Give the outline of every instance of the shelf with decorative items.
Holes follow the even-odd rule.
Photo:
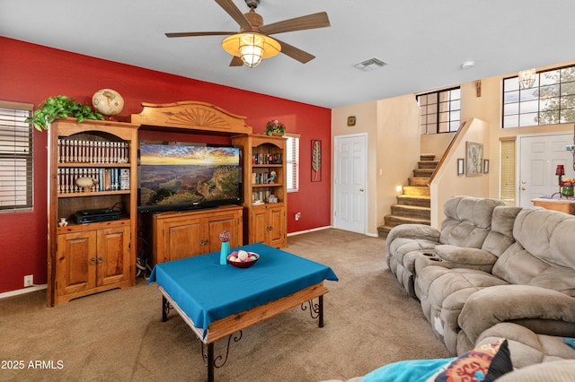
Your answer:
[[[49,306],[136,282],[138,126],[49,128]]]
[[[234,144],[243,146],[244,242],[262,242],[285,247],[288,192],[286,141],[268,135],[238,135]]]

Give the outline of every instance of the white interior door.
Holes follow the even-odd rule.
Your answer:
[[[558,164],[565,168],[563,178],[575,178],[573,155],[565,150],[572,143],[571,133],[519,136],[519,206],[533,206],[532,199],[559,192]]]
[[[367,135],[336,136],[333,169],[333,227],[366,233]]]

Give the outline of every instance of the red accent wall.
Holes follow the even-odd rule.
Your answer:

☆ ☆ ☆ ☆

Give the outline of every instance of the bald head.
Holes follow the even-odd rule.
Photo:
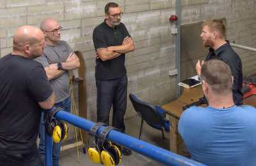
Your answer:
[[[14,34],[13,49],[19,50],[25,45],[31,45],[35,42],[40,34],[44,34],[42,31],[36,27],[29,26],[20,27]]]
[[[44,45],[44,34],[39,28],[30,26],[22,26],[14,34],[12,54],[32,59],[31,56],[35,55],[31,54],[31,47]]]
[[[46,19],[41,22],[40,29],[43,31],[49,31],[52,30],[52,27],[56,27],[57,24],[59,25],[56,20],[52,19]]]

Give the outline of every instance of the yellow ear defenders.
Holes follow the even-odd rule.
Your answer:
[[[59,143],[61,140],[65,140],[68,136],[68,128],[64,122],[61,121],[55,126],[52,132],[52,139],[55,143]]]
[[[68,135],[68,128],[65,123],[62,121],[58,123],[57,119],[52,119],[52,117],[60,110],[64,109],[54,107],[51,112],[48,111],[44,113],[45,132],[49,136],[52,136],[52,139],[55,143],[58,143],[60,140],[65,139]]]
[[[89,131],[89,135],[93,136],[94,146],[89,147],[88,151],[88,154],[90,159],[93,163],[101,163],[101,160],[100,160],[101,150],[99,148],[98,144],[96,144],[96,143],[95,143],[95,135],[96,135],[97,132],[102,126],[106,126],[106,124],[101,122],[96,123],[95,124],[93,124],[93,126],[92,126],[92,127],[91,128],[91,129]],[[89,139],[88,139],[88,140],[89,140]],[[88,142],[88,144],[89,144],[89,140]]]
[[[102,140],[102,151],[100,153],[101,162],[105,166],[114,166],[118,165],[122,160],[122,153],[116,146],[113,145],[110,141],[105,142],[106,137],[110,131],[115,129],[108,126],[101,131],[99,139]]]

☆ ☆ ☆ ☆

Select every line of the entries above that contains the word "instance", treating uppercase and lowercase as different.

Give the outline of every instance of the shelf with decorative items.
Give the outline of every instance of the white interior door.
Give the outline of every instance of the red accent wall.
Give the outline of every instance of the bald head.
Give the outline of every instance of the yellow ear defenders.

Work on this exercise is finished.